What you return should match every entry, character for character.
____________________
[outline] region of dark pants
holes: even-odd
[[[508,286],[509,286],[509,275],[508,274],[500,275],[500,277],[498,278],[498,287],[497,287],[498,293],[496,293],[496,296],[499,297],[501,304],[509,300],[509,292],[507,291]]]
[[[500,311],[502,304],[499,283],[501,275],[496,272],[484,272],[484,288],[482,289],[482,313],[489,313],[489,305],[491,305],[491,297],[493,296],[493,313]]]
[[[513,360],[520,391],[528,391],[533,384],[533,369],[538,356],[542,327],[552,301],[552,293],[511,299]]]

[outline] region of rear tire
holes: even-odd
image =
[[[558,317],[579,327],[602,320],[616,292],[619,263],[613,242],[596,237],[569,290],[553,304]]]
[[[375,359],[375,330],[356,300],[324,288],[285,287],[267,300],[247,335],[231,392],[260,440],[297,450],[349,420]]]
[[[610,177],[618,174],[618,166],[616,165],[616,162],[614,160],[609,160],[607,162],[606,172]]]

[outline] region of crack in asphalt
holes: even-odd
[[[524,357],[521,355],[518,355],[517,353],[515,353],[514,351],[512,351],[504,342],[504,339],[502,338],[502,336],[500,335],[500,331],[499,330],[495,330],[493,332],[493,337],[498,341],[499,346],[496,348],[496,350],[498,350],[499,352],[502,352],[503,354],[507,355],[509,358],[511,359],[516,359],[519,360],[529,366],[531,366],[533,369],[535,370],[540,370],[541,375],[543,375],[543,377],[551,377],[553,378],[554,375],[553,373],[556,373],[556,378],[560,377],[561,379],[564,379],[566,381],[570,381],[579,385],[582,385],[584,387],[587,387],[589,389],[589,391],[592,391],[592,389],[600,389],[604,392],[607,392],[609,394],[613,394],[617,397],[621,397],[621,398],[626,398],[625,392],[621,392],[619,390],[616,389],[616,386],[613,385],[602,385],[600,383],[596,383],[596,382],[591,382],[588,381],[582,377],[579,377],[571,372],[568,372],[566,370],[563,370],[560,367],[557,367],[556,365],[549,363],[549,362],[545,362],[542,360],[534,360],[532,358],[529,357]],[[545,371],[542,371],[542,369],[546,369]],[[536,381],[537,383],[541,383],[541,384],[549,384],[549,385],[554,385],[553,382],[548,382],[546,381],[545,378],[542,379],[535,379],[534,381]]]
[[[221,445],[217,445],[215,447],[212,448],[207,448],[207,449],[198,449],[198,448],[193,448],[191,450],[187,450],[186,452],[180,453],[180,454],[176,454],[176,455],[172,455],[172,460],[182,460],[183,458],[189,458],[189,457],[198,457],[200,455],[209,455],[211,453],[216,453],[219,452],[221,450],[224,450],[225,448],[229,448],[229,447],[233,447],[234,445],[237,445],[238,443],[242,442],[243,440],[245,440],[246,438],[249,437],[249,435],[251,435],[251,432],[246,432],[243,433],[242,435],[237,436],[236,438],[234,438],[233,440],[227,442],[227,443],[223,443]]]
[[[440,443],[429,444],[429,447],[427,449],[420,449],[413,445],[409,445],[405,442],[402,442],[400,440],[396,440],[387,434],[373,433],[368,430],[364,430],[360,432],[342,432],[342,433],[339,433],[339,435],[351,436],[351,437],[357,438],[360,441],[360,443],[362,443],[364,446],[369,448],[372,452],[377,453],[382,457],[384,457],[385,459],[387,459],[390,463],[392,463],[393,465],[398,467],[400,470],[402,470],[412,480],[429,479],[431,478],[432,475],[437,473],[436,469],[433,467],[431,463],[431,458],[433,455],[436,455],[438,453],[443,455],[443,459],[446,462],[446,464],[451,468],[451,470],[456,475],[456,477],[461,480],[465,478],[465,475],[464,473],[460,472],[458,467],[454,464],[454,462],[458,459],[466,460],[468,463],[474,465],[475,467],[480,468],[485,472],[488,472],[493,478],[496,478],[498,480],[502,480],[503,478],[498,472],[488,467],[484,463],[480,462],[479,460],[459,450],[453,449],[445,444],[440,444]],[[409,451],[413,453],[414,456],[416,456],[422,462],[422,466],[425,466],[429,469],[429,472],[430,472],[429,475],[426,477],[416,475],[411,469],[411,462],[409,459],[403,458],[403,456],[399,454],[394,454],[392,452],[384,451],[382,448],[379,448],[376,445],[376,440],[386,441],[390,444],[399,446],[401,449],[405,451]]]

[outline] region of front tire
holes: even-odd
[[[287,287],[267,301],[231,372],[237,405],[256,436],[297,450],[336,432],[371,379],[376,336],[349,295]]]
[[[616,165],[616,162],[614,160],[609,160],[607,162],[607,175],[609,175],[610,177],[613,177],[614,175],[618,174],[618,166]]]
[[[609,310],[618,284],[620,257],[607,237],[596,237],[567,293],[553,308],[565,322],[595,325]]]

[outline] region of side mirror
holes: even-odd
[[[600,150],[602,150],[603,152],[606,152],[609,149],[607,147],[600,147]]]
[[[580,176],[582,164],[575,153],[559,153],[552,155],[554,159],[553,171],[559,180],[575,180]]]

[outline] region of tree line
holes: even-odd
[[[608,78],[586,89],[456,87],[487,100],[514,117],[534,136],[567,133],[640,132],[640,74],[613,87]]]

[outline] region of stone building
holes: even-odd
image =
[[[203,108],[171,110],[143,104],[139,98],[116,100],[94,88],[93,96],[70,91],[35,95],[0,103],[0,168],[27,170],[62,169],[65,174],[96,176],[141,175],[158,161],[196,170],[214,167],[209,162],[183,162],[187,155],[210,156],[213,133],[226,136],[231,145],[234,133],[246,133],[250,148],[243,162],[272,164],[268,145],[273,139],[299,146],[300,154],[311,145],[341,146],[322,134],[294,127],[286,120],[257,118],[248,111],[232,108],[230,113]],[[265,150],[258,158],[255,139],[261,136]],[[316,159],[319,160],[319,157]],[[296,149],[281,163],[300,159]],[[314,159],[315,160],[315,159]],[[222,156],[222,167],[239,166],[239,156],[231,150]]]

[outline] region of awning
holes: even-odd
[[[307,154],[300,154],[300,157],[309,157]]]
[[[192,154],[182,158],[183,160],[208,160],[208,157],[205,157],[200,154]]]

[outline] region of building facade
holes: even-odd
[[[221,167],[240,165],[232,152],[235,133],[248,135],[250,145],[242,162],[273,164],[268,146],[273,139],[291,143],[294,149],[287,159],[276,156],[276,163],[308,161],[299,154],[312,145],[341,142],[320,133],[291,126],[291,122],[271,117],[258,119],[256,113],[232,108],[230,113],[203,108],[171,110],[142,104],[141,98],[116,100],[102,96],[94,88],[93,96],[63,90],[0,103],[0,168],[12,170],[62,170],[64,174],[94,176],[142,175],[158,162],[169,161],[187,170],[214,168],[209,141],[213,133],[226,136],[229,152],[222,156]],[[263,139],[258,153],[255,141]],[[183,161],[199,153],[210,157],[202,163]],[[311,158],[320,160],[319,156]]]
____________________
▶ [Answer to the exercise]
[outline] region of dark pants
holes: even-odd
[[[508,286],[509,286],[509,275],[508,274],[500,275],[500,277],[498,278],[498,287],[497,287],[498,293],[496,293],[496,296],[499,297],[501,304],[509,300],[509,292],[507,291]]]
[[[500,311],[502,304],[499,283],[501,275],[496,272],[484,272],[484,288],[482,289],[482,313],[489,313],[489,305],[491,305],[491,297],[493,296],[493,313]]]
[[[513,360],[520,391],[528,391],[533,384],[533,369],[538,356],[542,327],[552,301],[552,293],[511,299]]]

[outline] region of rear tire
holes: even-odd
image =
[[[558,317],[579,327],[602,320],[616,292],[619,263],[613,242],[596,237],[569,290],[553,304]]]
[[[375,359],[375,330],[356,300],[324,288],[285,287],[267,300],[247,335],[231,392],[260,440],[297,450],[349,420]]]
[[[610,177],[618,174],[618,166],[616,165],[616,162],[614,160],[609,160],[607,162],[606,172]]]

[outline] region of crack in asphalt
holes: even-odd
[[[524,357],[521,355],[518,355],[517,353],[515,353],[514,351],[512,351],[504,342],[504,339],[502,338],[502,336],[500,335],[500,331],[499,330],[495,330],[493,332],[493,337],[498,341],[499,346],[496,348],[496,350],[498,350],[499,352],[502,352],[503,354],[507,355],[509,358],[511,359],[516,359],[519,360],[529,366],[531,366],[533,369],[535,370],[540,370],[541,375],[543,375],[543,377],[551,377],[553,378],[554,375],[553,373],[556,373],[556,378],[560,377],[561,379],[564,379],[566,381],[570,381],[579,385],[582,385],[584,387],[587,387],[589,389],[589,391],[592,391],[592,389],[600,389],[604,392],[607,392],[609,394],[613,394],[617,397],[621,397],[621,398],[626,398],[625,392],[621,392],[619,390],[616,389],[616,386],[613,385],[602,385],[600,383],[596,383],[596,382],[591,382],[588,381],[582,377],[579,377],[571,372],[568,372],[566,370],[563,370],[560,367],[557,367],[556,365],[549,363],[549,362],[545,362],[542,360],[534,360],[532,358],[529,357]],[[545,371],[542,371],[542,369],[546,369]],[[536,381],[537,383],[541,383],[541,384],[549,384],[549,385],[554,385],[553,382],[548,382],[546,381],[545,378],[542,379],[535,379],[534,381]]]
[[[221,445],[217,445],[215,447],[212,448],[207,448],[207,449],[198,449],[198,448],[193,448],[191,450],[187,450],[186,452],[180,453],[180,454],[176,454],[176,455],[172,455],[172,460],[182,460],[183,458],[189,458],[189,457],[198,457],[200,455],[209,455],[211,453],[216,453],[219,452],[221,450],[224,450],[225,448],[229,448],[229,447],[233,447],[234,445],[237,445],[238,443],[242,442],[243,440],[245,440],[246,438],[249,437],[249,435],[251,435],[251,432],[246,432],[243,433],[242,435],[237,436],[236,438],[234,438],[233,440],[227,442],[227,443],[223,443]]]
[[[440,443],[429,444],[429,447],[427,449],[420,449],[413,445],[409,445],[405,442],[402,442],[400,440],[396,440],[387,434],[373,433],[368,430],[364,430],[360,432],[342,432],[342,433],[339,433],[339,435],[351,436],[351,437],[357,438],[360,441],[360,443],[362,443],[364,446],[369,448],[372,452],[377,453],[382,457],[384,457],[385,459],[387,459],[390,463],[392,463],[393,465],[398,467],[400,470],[402,470],[412,480],[429,479],[431,478],[432,475],[437,473],[436,469],[433,467],[431,463],[431,458],[433,455],[436,455],[438,453],[443,455],[443,459],[446,462],[446,464],[451,468],[451,470],[456,475],[456,477],[461,480],[465,478],[465,475],[464,473],[460,472],[458,467],[454,464],[454,462],[458,459],[466,460],[468,463],[474,465],[475,467],[480,468],[485,472],[488,472],[493,478],[496,478],[498,480],[502,480],[503,478],[498,472],[488,467],[484,463],[480,462],[479,460],[459,450],[453,449],[445,444],[440,444]],[[409,451],[413,453],[414,456],[416,456],[422,462],[422,466],[425,466],[429,469],[429,472],[430,472],[429,475],[426,477],[416,475],[411,469],[411,462],[409,459],[403,458],[403,456],[399,454],[394,454],[392,452],[384,451],[382,448],[379,448],[376,445],[376,440],[386,441],[390,444],[399,446],[401,449],[405,451]]]

[outline] region of front tire
holes: even-odd
[[[287,287],[267,301],[231,372],[237,405],[256,436],[297,450],[336,432],[371,379],[376,336],[349,295]]]
[[[616,165],[616,162],[614,160],[609,160],[607,162],[607,175],[609,175],[610,177],[613,177],[614,175],[618,174],[618,166]]]
[[[609,310],[618,284],[620,257],[607,237],[596,237],[567,293],[553,308],[565,322],[595,325]]]

[outline] region of side mirror
holes: even-odd
[[[600,150],[602,150],[603,152],[606,152],[609,149],[607,147],[600,147]]]
[[[580,176],[582,164],[575,153],[559,153],[552,155],[554,159],[553,171],[559,180],[575,180]]]

[outline] region of tree line
holes: even-odd
[[[608,78],[586,89],[456,87],[487,100],[514,117],[534,136],[567,133],[640,132],[640,74],[613,87]]]

[outline] region of stone building
holes: even-odd
image =
[[[203,108],[171,110],[143,104],[139,98],[116,100],[94,88],[93,96],[70,91],[35,95],[0,103],[0,168],[27,170],[62,169],[65,174],[96,176],[141,175],[158,161],[196,170],[214,167],[209,162],[183,162],[187,155],[210,156],[213,133],[226,136],[231,145],[234,133],[246,133],[250,148],[243,162],[272,164],[268,145],[273,139],[299,146],[300,154],[311,145],[341,146],[322,134],[294,127],[286,120],[257,118],[248,111],[232,108],[230,113]],[[265,150],[258,158],[255,139],[261,136]],[[316,159],[319,160],[319,157]],[[296,149],[281,163],[300,159]],[[314,159],[315,160],[315,159]],[[222,156],[222,167],[239,166],[239,156],[231,150]]]

[outline] region of awning
holes: even-odd
[[[307,154],[300,154],[300,157],[309,157]]]
[[[192,154],[182,158],[183,160],[208,160],[208,157],[205,157],[200,154]]]

[outline] region of building facade
holes: even-odd
[[[221,167],[240,165],[232,152],[235,133],[248,135],[250,145],[242,162],[273,164],[268,146],[273,139],[291,143],[294,149],[287,159],[276,156],[276,163],[308,161],[299,154],[312,145],[341,142],[320,133],[291,126],[291,122],[271,117],[258,119],[256,113],[232,108],[230,113],[203,108],[171,110],[142,104],[141,98],[116,100],[102,96],[94,88],[93,96],[63,90],[0,103],[0,168],[12,170],[62,170],[64,174],[94,176],[142,175],[158,162],[169,161],[187,170],[214,168],[209,141],[213,133],[226,136],[229,152],[222,156]],[[263,139],[258,153],[255,141]],[[183,161],[199,153],[210,157],[202,163]],[[311,158],[320,160],[319,156]]]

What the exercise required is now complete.